(Extracted text)
○ ○ ○

The S&P 500 traded flat on Friday with a weekly gain of nearly 1% intact. The Nasdaq Composite is up more than 1% for the week even with semiconductor stocks dragging the tech sector lower Friday. The Dow lagged both indexes and is on pace to finish the week down less than 1%.
SK Hynix priced its Nasdaq debut and the chip names that ran hard this year sold off around the listing. That selling stayed in one sector. The rest of the market did not follow.
The S&P 500 Index is trading flat, but remains in a position to breakout above a recent swing top at 7551.31. If this move takes place with strong conviction, buyers could take a shot at June 15 main top at 7577.92. This is the last potential resistance before the all-time high at 7620.90.
Helping to provide the lift for the benchmark index is a short-term support zone at 7474.57 to 7429.38 and the 50-day moving average at 7432.49.
The current chart pattern of lower tops and higher bottoms creates compression. Traders don’t like compression and are more than willing to go with the move so we’re expecting a jump in volume if there is a late session rally. If volume doesn’t follow the upside breakout then the S&P could reverse quickly into the close.

○ ○ ○

(Task 1) According to the market commentary, at what level is the S&P 500's all-time high?
The market commentary and the records have nothing to do with each other.

(Dataset records on where objects appear)
○ ○ ○

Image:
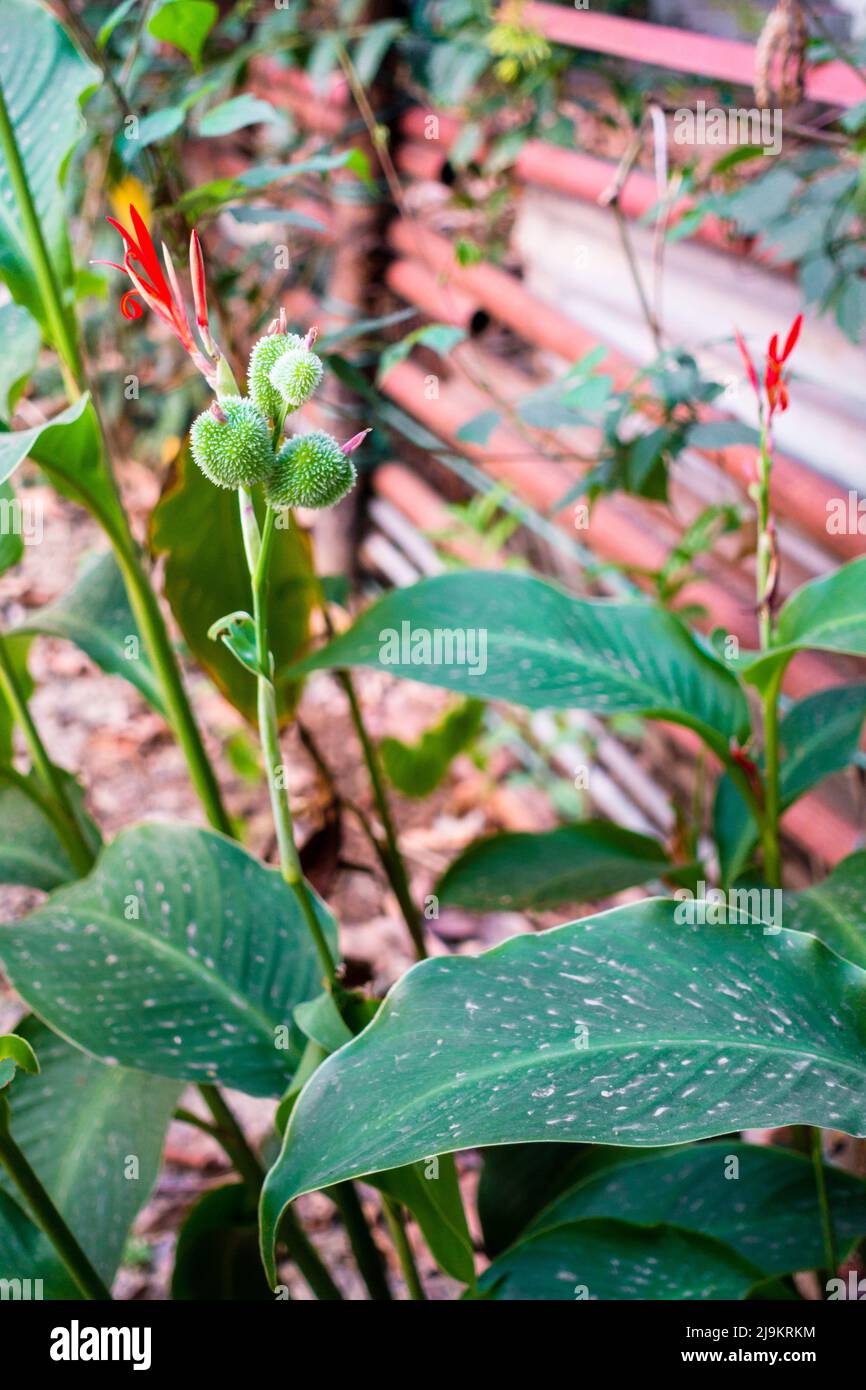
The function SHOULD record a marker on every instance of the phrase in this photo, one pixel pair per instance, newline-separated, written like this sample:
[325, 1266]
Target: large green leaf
[95, 615]
[20, 341]
[827, 615]
[519, 1180]
[95, 1136]
[759, 1198]
[616, 1260]
[43, 79]
[573, 863]
[206, 577]
[70, 451]
[834, 911]
[517, 638]
[217, 1255]
[433, 1194]
[24, 1255]
[626, 1027]
[31, 851]
[818, 736]
[180, 954]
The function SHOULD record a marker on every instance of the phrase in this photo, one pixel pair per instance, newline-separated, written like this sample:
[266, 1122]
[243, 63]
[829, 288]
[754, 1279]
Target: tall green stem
[66, 820]
[60, 328]
[146, 609]
[769, 826]
[389, 854]
[47, 1218]
[394, 1216]
[257, 546]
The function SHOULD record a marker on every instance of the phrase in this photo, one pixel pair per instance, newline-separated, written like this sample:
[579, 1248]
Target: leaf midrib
[560, 1054]
[170, 950]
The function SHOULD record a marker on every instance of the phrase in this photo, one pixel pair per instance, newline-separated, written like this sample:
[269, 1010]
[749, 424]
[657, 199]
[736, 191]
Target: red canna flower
[774, 380]
[161, 292]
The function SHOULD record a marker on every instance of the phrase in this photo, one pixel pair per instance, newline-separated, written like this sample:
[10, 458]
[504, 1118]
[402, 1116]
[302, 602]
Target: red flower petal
[129, 305]
[793, 337]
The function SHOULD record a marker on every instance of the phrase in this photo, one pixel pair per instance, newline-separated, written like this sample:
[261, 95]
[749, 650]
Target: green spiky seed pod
[312, 471]
[231, 444]
[263, 357]
[296, 375]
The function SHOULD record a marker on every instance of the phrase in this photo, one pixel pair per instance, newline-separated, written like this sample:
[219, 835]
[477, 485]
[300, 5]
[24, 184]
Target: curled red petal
[791, 338]
[118, 227]
[146, 253]
[131, 306]
[196, 273]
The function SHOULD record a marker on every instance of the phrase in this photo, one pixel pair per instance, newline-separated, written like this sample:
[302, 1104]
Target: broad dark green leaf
[235, 114]
[827, 615]
[572, 863]
[517, 638]
[431, 1193]
[43, 79]
[185, 24]
[519, 1180]
[759, 1198]
[180, 954]
[818, 736]
[616, 1260]
[31, 851]
[70, 451]
[20, 339]
[198, 527]
[834, 911]
[626, 1027]
[217, 1257]
[95, 1136]
[417, 769]
[95, 615]
[25, 1258]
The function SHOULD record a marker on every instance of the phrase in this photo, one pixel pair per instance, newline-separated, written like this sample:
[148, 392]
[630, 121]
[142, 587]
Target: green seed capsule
[232, 446]
[263, 357]
[296, 375]
[312, 471]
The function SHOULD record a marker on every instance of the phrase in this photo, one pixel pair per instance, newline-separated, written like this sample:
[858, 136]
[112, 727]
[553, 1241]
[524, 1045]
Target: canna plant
[602, 1068]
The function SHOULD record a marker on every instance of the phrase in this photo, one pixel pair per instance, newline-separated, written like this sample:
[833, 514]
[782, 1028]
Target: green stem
[157, 642]
[63, 334]
[232, 1139]
[823, 1201]
[366, 1251]
[772, 808]
[394, 1215]
[66, 822]
[257, 546]
[46, 1215]
[389, 854]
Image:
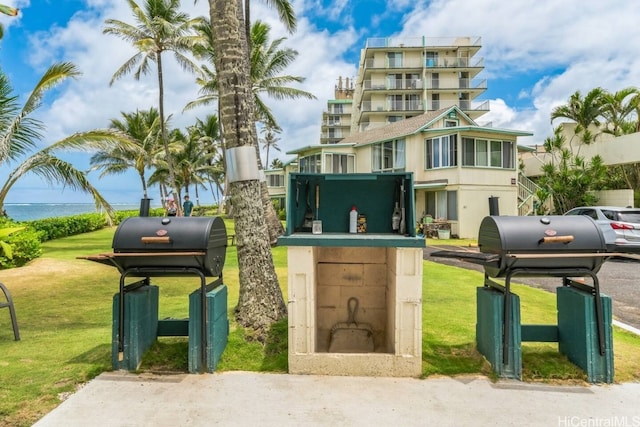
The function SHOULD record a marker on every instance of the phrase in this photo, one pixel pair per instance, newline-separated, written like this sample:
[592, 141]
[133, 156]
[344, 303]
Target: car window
[630, 216]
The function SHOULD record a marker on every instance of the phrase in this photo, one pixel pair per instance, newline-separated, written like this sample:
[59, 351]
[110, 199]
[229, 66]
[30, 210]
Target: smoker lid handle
[557, 239]
[155, 239]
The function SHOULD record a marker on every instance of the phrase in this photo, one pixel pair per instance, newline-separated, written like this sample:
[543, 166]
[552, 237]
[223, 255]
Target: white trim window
[441, 152]
[311, 164]
[487, 153]
[275, 180]
[339, 163]
[388, 156]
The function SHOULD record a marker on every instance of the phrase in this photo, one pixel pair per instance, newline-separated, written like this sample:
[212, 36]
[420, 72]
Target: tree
[160, 27]
[267, 61]
[584, 111]
[276, 164]
[568, 178]
[260, 302]
[269, 141]
[617, 108]
[7, 10]
[142, 128]
[20, 133]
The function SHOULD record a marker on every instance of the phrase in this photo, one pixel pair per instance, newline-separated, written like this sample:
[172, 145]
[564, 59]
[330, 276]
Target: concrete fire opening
[355, 298]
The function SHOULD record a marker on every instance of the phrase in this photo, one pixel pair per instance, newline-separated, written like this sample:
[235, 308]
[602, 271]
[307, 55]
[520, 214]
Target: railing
[369, 106]
[439, 62]
[455, 84]
[526, 195]
[377, 42]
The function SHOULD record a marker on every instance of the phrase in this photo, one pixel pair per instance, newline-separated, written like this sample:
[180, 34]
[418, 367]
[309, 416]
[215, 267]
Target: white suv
[620, 226]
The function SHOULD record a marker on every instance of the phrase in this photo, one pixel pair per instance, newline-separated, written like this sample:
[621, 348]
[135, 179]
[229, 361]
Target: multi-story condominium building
[413, 108]
[400, 78]
[336, 120]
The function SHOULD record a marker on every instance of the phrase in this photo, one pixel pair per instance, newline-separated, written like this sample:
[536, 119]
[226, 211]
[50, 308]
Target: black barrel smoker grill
[557, 246]
[171, 247]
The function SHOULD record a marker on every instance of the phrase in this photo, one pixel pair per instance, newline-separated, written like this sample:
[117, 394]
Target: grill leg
[506, 319]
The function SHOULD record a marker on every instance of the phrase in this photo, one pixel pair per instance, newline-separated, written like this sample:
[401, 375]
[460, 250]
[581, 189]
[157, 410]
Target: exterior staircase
[526, 195]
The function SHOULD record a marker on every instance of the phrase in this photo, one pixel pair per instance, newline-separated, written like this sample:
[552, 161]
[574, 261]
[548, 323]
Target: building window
[481, 152]
[442, 205]
[339, 163]
[394, 59]
[389, 156]
[441, 152]
[274, 180]
[311, 164]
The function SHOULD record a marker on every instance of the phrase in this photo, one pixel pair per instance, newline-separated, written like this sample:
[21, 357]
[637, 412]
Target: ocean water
[31, 211]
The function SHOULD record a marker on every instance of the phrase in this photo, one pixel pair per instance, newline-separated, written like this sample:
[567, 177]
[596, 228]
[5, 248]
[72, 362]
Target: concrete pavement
[247, 398]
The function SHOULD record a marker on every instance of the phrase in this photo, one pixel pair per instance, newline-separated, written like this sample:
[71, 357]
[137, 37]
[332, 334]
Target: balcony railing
[393, 85]
[369, 106]
[418, 63]
[423, 42]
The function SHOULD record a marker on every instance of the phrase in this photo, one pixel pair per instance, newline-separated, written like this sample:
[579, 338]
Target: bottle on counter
[353, 220]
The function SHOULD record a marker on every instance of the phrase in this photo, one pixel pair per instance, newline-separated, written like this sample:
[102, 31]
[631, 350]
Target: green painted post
[489, 327]
[578, 333]
[140, 326]
[217, 328]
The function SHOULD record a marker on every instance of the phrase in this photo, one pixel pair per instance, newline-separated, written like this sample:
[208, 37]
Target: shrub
[25, 246]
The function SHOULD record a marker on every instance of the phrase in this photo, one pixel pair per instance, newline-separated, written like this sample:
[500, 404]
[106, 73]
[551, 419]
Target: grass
[63, 307]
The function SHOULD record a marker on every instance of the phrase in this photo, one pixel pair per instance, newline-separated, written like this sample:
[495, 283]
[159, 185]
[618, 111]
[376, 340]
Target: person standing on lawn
[187, 206]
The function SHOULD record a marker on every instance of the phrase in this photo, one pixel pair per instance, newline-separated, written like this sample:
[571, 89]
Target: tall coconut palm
[269, 141]
[285, 11]
[617, 108]
[143, 129]
[20, 133]
[207, 133]
[260, 301]
[584, 111]
[267, 60]
[159, 27]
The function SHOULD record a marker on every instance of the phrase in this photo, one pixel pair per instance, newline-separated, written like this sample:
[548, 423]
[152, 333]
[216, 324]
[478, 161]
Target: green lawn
[63, 307]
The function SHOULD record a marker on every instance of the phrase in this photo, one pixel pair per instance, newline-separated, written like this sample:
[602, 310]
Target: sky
[536, 54]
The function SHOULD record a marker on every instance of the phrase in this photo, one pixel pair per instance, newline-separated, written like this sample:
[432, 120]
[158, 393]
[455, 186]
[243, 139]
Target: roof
[400, 128]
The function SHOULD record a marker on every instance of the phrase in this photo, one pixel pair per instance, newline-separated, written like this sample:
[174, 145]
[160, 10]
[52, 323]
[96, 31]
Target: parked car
[620, 226]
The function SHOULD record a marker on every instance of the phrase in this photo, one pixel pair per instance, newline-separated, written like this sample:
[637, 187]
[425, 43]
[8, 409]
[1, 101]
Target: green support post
[140, 326]
[578, 333]
[217, 328]
[489, 332]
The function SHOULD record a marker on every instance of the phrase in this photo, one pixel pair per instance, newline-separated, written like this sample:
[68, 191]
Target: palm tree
[285, 11]
[160, 27]
[269, 140]
[616, 109]
[20, 133]
[207, 132]
[142, 128]
[267, 62]
[584, 111]
[258, 279]
[7, 10]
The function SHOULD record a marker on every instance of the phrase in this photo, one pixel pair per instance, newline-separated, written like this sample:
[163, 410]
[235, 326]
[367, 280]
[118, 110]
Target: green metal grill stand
[583, 332]
[136, 325]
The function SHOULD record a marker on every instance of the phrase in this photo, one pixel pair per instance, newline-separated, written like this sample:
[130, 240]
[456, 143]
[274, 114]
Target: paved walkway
[254, 399]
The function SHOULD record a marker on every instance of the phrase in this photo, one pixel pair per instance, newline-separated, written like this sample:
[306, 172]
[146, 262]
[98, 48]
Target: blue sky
[537, 53]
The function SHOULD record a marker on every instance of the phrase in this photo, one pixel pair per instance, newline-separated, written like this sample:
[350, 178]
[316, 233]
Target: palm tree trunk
[260, 302]
[163, 133]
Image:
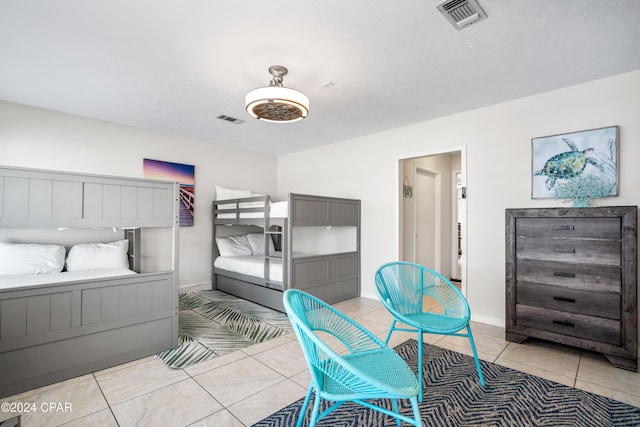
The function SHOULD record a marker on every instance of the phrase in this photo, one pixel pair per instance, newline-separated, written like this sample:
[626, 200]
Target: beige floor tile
[303, 379]
[126, 365]
[202, 367]
[266, 345]
[238, 380]
[372, 326]
[222, 418]
[135, 380]
[21, 396]
[178, 404]
[491, 330]
[268, 401]
[286, 359]
[381, 315]
[552, 357]
[489, 345]
[596, 369]
[353, 308]
[369, 301]
[53, 406]
[102, 418]
[618, 395]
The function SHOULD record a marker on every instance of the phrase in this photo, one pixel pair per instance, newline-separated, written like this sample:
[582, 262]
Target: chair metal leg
[393, 325]
[316, 409]
[420, 369]
[395, 409]
[416, 411]
[303, 411]
[475, 356]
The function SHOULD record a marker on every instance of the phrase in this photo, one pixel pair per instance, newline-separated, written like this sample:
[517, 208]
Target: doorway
[426, 218]
[432, 216]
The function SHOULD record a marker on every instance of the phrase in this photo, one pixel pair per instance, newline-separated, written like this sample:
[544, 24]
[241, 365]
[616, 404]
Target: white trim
[437, 176]
[454, 221]
[462, 149]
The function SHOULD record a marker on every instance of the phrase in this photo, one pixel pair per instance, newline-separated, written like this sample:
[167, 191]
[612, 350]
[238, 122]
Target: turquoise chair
[402, 288]
[347, 362]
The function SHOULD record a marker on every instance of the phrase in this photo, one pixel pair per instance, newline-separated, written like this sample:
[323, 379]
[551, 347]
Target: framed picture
[184, 175]
[577, 162]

○ ○ ○

(Task 2) Show every line of the records that contains the word "chair", treating uppercase and lowercase as different.

(Task result 1) 7620.90

(Task result 2)
Target: chair metal leg
Target: turquoise chair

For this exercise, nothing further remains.